**SELECTED PASSAGE:**
━━━
The plot of Là-Bas concerns the novelist Durtal, who is disgusted by the emptiness and vulgarity of the modern world. He seeks relief by turning to the study of the Middle Ages and begins to research the life of the notorious 15th-century child-murderer Gilles de Rais. Through his contacts in Paris (notably Dr. Johannes, modeled after Joseph-Antoine Boullan), Durtal finds out that Satanism is not simply a thing of the past but alive in turn of the century France. He embarks on an investigation of the occult underworld with the help of his lover Madame Chantelouve. The novel culminates with a description of a black mass.
The Satanic Mass; A Sociological and Criminal Study by: H.T.F. Rhodes
Rather a rare book with loads of general information on the Black Mass. Mr Rhodes starts by showing how the “rite and idea of Satan” has its origin in primitive myth; he traces its evolution through the Manichaeans, Cathars, the witch cult and the Templars down to the 17th century, where it was caught up in a vicious crime wave, and then to the 18th century when it became in England the monstrous plaything of rakes and dandies. The affair of the Guiborg Mass and La Voisin is covered, as well as the contributions of Eugène Vintras and J.K. Huysmans, and up to Crowley’s Gnostic Mass.
Another book along the same idea is:
The Satanic Cult by: Gerhard Zacharias
Translated by Christine Trollope (seriously?!, Christian trollop?! Some editor must have snickered up his sleeve at that one!). First published in English in 1980. German edition first published in 1964. An important work on the subject but also rather rare. Part One: The Origins, deals with the religious and cultural basis of Satan Worship, the sociological aspects of Satanic movements, and the psychopathological features of Satan worship. Part Two covers documents relating to the Satanic cult and the Black Mass: from fringe manifestations of the Satan Cult in the first centuries of the Christian Era to the Romantics and Satanic phenomena in Anglo-Saxon, Germanic, and Romance-speaking countries.
The Poetry of Baudelaire
“O you, the wisest and fairest of the Angels,
God betrayed by destiny and deprived of praise, O Satan, have mercy on my long distress”
━━━
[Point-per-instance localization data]
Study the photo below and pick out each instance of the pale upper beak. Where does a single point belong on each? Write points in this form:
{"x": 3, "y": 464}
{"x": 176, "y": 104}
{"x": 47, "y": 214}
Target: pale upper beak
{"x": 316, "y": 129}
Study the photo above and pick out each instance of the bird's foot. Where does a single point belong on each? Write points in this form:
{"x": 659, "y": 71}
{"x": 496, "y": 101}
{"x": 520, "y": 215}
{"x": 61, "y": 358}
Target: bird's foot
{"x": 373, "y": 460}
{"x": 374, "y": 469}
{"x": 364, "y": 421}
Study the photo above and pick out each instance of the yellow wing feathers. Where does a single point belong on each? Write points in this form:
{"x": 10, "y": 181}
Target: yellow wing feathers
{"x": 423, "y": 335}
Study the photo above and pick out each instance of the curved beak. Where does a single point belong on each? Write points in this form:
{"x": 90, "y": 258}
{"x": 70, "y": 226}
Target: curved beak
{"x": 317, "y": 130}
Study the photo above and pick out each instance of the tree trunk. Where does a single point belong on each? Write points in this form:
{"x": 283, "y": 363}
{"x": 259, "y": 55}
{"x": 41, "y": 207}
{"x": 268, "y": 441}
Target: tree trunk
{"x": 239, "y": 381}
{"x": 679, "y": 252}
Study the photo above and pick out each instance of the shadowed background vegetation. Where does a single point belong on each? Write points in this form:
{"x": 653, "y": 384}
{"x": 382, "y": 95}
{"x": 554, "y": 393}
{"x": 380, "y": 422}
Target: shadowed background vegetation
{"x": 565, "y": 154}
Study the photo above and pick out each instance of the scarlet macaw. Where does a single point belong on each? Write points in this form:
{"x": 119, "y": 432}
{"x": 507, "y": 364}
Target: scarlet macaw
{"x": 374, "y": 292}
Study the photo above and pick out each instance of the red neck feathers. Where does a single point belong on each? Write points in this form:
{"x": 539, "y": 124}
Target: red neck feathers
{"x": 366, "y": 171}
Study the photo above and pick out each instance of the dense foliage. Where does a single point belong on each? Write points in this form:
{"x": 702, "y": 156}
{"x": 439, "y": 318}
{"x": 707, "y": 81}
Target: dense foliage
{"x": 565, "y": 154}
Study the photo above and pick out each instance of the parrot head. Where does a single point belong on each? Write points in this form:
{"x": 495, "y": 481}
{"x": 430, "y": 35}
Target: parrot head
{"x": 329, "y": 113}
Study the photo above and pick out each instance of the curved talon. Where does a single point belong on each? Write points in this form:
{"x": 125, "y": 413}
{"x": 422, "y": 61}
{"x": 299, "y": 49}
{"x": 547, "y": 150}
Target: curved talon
━━━
**EXERCISES:**
(A) Translate into Spanish this sentence from the Satanism reading notes: "The novel culminates with a description of a black mass."
(B) Write out the Satanism reading notes starting with "Another book along" and going on through "and Romance-speaking countries.", swapping every "Satanic" for "Diabolic".

**WRITTEN ANSWERS:**
(A) La novela culmina con la descripción de una misa negra.

(B)
Another book along the same idea is:
The Diabolic Cult by: Gerhard Zacharias
Translated by Christine Trollope (seriously?!, Christian trollop?! Some editor must have snickered up his sleeve at that one!). First published in English in 1980. German edition first published in 1964. An important work on the subject but also rather rare. Part One: The Origins, deals with the religious and cultural basis of Satan Worship, the sociological aspects of Diabolic movements, and the psychopathological features of Satan worship. Part Two covers documents relating to the Diabolic cult and the Black Mass: from fringe manifestations of the Satan Cult in the first centuries of the Christian Era to the Romantics and Diabolic phenomena in Anglo-Saxon, Germanic, and Romance-speaking countries.